### YOUR GOAL
Could you transcribe the part of the listing below that opens with the line containing "where the blue" and closes with the line containing "left=0, top=19, right=91, bottom=200", keeping both of those lines and reproducing only that stretch?

### MATERIAL TO PROCESS
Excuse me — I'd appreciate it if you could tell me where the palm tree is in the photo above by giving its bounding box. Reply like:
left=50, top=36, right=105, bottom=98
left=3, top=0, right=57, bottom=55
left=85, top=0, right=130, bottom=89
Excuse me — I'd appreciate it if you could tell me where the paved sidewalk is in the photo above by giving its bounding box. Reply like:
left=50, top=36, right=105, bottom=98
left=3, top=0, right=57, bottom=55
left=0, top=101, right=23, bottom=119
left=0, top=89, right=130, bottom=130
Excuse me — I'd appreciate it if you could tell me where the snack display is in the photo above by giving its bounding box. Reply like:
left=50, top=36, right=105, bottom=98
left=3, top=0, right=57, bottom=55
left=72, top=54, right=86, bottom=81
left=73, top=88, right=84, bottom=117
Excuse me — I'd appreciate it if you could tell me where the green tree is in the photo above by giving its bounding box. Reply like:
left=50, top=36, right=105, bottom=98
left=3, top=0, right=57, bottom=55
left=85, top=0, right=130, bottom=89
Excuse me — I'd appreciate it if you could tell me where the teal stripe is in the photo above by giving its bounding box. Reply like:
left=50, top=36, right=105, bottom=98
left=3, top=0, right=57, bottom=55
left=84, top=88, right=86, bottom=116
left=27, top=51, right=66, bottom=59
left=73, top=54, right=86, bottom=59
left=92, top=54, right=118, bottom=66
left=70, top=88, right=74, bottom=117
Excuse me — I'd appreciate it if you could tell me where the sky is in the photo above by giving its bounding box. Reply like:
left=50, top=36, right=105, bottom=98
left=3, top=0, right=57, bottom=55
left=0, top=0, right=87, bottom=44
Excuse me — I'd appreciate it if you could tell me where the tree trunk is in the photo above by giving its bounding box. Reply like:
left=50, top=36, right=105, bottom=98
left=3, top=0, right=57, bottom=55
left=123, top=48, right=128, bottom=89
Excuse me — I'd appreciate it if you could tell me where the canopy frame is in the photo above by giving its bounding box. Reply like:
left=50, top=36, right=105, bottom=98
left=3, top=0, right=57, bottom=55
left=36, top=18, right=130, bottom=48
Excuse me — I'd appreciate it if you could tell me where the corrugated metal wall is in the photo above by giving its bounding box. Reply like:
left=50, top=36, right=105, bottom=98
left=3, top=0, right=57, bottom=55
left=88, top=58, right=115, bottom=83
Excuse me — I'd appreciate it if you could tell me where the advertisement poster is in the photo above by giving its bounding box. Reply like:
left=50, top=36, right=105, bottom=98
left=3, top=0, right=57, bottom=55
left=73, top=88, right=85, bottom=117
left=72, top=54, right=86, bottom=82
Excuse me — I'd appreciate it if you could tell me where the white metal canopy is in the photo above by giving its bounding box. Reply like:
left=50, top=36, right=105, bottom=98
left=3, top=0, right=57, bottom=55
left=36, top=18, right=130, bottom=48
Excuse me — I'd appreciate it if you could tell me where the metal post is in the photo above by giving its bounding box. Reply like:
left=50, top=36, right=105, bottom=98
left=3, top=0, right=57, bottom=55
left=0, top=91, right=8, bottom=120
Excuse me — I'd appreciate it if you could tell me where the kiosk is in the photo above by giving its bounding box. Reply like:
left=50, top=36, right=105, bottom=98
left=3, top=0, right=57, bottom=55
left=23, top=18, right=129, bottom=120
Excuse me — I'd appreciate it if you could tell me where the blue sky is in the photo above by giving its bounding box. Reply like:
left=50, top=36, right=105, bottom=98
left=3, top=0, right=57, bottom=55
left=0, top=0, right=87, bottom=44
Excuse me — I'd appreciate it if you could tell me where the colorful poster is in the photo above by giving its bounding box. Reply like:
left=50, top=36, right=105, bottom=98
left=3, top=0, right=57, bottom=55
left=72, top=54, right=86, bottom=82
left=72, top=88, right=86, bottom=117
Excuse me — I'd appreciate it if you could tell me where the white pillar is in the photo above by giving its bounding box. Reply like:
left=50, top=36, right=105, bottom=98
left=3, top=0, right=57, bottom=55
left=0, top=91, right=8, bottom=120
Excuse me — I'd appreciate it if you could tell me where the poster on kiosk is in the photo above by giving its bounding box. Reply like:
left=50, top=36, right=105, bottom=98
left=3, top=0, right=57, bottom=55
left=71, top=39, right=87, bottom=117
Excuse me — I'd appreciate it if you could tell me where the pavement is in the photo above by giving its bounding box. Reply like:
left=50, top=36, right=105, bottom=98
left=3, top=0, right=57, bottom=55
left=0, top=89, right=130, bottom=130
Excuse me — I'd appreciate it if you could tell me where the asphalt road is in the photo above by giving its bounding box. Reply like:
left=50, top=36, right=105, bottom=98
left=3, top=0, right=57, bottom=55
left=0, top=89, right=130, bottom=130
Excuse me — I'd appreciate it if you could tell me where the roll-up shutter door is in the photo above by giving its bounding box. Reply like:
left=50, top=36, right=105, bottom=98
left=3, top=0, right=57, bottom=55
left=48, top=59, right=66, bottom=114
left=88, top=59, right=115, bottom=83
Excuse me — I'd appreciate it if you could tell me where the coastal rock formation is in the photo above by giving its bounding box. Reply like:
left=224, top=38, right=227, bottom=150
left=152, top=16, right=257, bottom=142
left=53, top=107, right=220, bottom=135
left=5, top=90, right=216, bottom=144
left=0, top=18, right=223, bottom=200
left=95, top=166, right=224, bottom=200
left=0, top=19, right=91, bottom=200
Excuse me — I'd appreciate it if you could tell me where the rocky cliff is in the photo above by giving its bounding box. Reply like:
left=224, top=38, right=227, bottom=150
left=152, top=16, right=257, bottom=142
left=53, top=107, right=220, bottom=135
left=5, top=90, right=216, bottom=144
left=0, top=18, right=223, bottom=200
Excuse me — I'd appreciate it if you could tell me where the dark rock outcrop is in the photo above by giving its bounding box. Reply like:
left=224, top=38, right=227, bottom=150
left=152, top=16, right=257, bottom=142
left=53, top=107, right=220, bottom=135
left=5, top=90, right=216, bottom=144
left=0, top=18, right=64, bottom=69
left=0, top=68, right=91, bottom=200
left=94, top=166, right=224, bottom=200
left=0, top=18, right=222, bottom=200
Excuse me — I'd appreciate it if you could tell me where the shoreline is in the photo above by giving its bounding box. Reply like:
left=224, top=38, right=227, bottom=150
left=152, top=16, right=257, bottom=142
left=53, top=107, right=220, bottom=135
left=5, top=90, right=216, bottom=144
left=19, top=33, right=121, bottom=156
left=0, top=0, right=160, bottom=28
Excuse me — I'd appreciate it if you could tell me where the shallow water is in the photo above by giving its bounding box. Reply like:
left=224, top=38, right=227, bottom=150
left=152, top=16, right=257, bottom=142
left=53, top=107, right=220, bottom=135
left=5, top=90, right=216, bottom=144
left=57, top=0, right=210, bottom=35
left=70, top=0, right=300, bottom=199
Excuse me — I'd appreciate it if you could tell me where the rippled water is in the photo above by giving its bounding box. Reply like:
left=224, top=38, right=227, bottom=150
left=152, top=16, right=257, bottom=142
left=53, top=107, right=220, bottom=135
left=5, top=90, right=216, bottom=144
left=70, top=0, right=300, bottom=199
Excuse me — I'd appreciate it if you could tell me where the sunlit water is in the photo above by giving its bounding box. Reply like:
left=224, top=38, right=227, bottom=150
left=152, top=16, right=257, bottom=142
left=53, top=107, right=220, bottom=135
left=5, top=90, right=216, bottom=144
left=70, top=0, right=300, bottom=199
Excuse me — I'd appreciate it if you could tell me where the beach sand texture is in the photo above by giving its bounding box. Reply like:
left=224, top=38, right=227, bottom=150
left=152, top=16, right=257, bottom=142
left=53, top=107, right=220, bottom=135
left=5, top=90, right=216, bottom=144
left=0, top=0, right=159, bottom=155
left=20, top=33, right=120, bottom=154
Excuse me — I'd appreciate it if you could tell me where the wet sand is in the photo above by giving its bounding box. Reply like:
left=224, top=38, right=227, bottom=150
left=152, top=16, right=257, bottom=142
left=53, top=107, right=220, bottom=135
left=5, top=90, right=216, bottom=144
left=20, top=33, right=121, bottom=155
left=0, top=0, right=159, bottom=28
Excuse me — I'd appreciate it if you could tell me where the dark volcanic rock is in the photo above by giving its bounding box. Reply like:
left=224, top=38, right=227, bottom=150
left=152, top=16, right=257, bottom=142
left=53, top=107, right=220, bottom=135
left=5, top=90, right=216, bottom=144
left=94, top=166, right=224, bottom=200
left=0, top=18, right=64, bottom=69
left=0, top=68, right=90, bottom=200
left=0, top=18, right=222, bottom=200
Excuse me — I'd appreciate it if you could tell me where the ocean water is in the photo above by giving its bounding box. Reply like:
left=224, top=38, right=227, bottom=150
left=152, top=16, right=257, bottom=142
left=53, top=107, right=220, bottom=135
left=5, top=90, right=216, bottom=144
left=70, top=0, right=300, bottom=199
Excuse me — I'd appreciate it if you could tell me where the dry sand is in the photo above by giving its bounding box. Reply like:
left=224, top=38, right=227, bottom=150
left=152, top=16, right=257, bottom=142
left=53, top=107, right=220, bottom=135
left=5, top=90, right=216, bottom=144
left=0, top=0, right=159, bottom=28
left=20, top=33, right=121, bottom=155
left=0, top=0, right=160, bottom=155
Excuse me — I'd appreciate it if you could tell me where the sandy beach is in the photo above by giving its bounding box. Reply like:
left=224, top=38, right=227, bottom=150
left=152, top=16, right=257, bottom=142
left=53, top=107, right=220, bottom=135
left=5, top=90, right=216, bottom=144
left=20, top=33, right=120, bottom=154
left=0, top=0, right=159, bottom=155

### RESPONSE FOR THIS EXERCISE
Excuse me — I'd appreciate it if you could tell me where the blue sky is in the photo above by giving its bounding box. Reply like:
left=50, top=36, right=105, bottom=98
left=3, top=0, right=57, bottom=55
left=0, top=0, right=87, bottom=44
Excuse me — I'd appreciate it if you could tell me where the colorful poster is in the photo above by giving its bounding box. Reply like:
left=50, top=36, right=105, bottom=98
left=3, top=0, right=57, bottom=55
left=72, top=54, right=86, bottom=82
left=72, top=88, right=86, bottom=117
Excuse me — I'd appreciate it if you could tell me where the white pillar is in the photo above by giving its bounding box. Reply like:
left=50, top=36, right=105, bottom=98
left=3, top=0, right=57, bottom=55
left=0, top=91, right=8, bottom=120
Excuse me — I'd appreciate it if you could tell me where the poster on kiosk is in the photo above by giving its bounding box. Reply like:
left=50, top=36, right=105, bottom=98
left=3, top=0, right=57, bottom=55
left=71, top=39, right=87, bottom=117
Excuse me — I'd appreciate it if you could tell me where the pavement is in the photo above by giving its bounding box. Reply like:
left=50, top=36, right=105, bottom=98
left=3, top=0, right=57, bottom=55
left=0, top=89, right=130, bottom=130
Excuse me — I'd appreciate it if you could tell me where the asphalt road is in the photo above by giving its bounding box. Reply like:
left=50, top=36, right=105, bottom=98
left=3, top=0, right=57, bottom=55
left=0, top=89, right=130, bottom=130
Excuse me — I'd appreciate it if you could tell me where the roll-up shutter door is in the photo above by giving its bounding box. Reply like:
left=50, top=36, right=105, bottom=98
left=3, top=0, right=57, bottom=55
left=48, top=59, right=66, bottom=114
left=88, top=59, right=115, bottom=83
Excuse me — I'd appreciate it if you could tell me where the coastal rock formation is in the photo above by giving its bounding box. Reply like:
left=224, top=38, right=227, bottom=150
left=152, top=16, right=257, bottom=142
left=53, top=107, right=220, bottom=135
left=5, top=90, right=216, bottom=144
left=0, top=18, right=223, bottom=200
left=95, top=166, right=224, bottom=200
left=0, top=19, right=91, bottom=200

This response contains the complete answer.